==== SUPPLIED MATERIAL ====

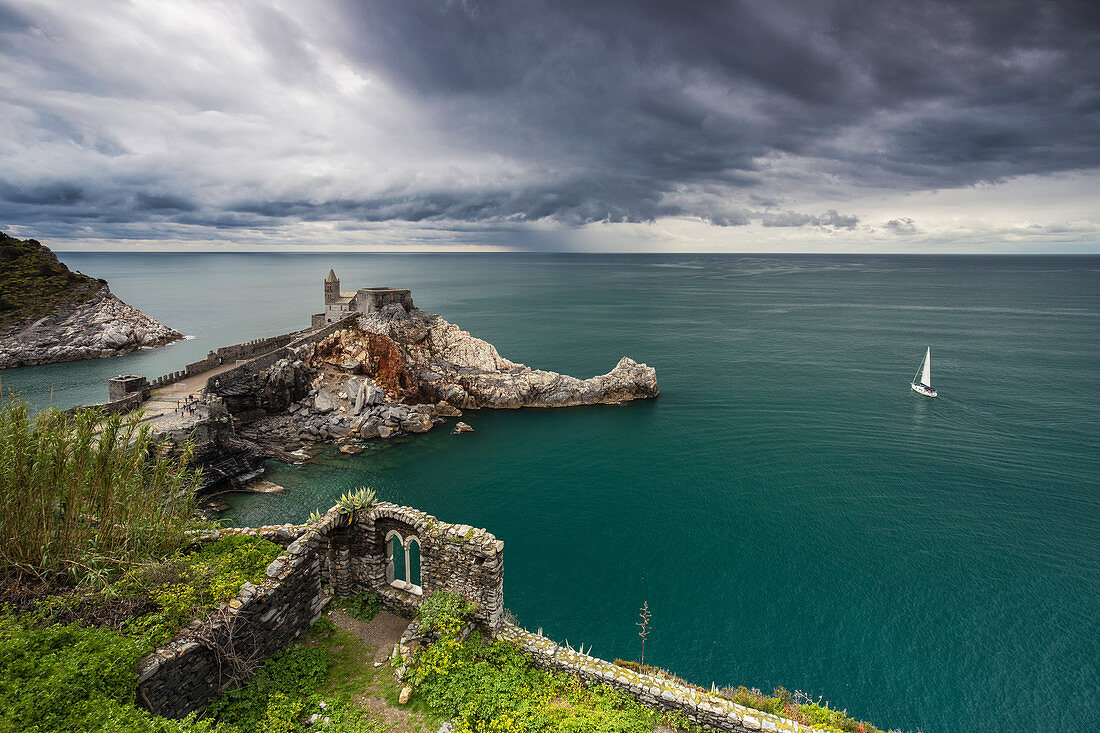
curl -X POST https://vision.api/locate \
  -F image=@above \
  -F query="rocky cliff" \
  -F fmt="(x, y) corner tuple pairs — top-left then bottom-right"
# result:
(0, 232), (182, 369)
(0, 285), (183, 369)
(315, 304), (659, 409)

====

◆ **WORK INSTRUCTIONS**
If a record holds a picture, leave the picture out and copy the rest exactly.

◆ **TASK OUTPUT**
curl -X POST https://vision.api/locate \
  -F image=@above \
  -F query="rocky cliff" \
  -F fmt="(x, y) corner tuple pairs — top-left then bottom-right"
# result:
(0, 232), (182, 369)
(0, 285), (183, 369)
(315, 304), (659, 409)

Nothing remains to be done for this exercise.